Document text

[Start of section]

Louis Moe (20 April 1857 – 23 October 1945) was a Norwegian painter, illustrator and writer who settled in Denmark.

He is known for his many book illustrations, illustrated classical works, fairytales, children's books and books on mythology, and contributed to children's magazines and weekly magazines. He is represented in the National Gallery in Oslo, and the Danish Museum of Art & Design in Copenhagen.

==Personal life==
Moe was born in Arendal to a dentist, Halvor Georg Theodor Moe, and Hansine Constance Halling. He was a nephew of priest and labour movement pioneer, Honoratus Halling. He married Inger Møller in 1897.

==Career==
Moe studied with sculptor Julius Middelthun in Christiania, and later at the Royal Danish Academy of Fine Arts in Copenhagen, and eventually settled in Denmark, becoming a naturalized Danish citizen in 1919. He is best known for his many book illustrations. He illustrated classical works as well as fairytales and children's books. He was also a graphic artist, and several of his works had decadent erotic motifs, such as naked women with monsters or animals.

Among his paintings are Portrettgruppe (portrait group) from 1887, Jætteætt (1888), Bondepige fra Norges Vestkyst (farmer girl from the West Coast of Norway) from 1891, and Drageoffer (Dragon victim) from 1894.

[End of section]

Provided information
[Start of section]

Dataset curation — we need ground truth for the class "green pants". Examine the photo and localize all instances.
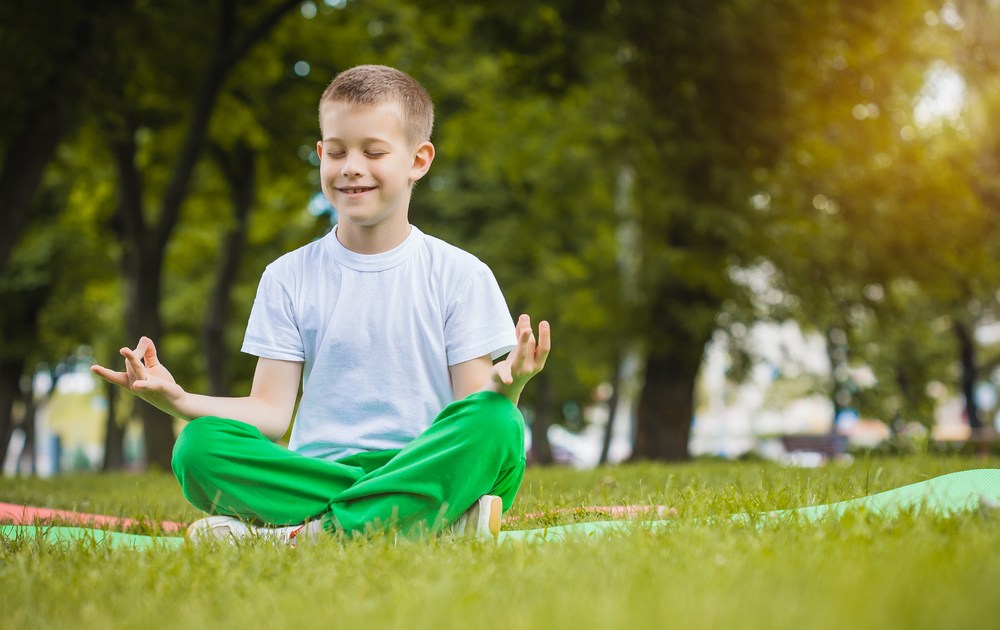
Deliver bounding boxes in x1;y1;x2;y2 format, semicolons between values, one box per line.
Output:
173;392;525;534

[End of section]
[Start of section]

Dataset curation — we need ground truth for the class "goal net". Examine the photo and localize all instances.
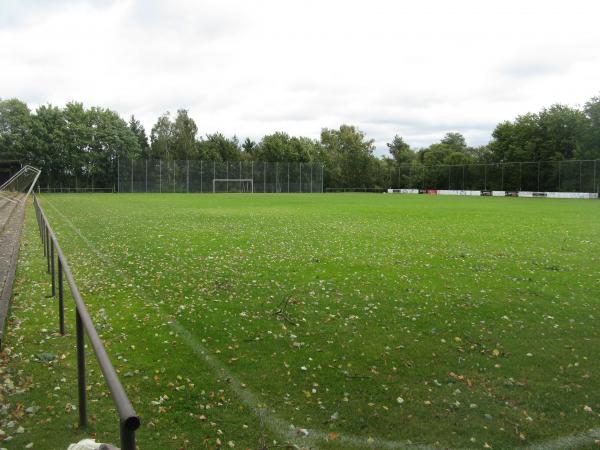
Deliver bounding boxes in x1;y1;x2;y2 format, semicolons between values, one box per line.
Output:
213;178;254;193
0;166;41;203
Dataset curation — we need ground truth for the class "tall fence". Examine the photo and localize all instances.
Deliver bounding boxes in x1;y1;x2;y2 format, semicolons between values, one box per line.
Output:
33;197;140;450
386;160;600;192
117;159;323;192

[End of section]
[Start of section]

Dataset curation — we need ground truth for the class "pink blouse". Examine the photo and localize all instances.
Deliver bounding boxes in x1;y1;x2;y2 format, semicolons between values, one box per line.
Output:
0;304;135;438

[End of section]

Explore the material
• 1. According to the passage about Louis Moe, in what year did he become a naturalized Danish citizen?
• 2. Resume the passage about Louis Moe after its last sentence and keep writing it.
None of the data is needed here.

Answers to the problems
• 1. 1919

• 2.
From 1897 he regularly spent several months every year at his summer farm Juvlandsæter in Vrådal in Kviteseid Municipality, Norway, and Telemark was an important source of inspiration for his artistical work. He published the book Langt, langt borte i Skoge! (Far, far away in the woods) in 1904. Solveig Muren Sanden from Vrådal, one of the first significant female Norwegian comics illustrators, was guided by Moe as a young girl.

Moe's illustrations of classical literature include an 1898 edition of Saxo Grammaticus' Gesta Danorum, the Old Norse Poetic Edda, and works by Johan Herman Wessel and Ludvig Holberg. Among his mythological works is the illustration of Tvermose-Thyregod's Oldemoders Fortælling om Nordens Guder (Great-grandmother's story of Norse Gods) (1890), Ragnarok. En Billeddigtning from 1929, and Valkyrjen from 1931. Moe delivered illustrations to the children's magazine Magne and the weekly magazine Norsk Ukeblad for many years.

Moe is represented in the National Gallery in Oslo, the Danish Museum of Art & Design in Copenhagen and in Rasmus Meyers Samlinger in Bergen, and a Louis Moe Gallery has been established in Vrådal. He was decorated Knight of the Order of the Dannebrog in 1931. He died in Copenhagen in 1945.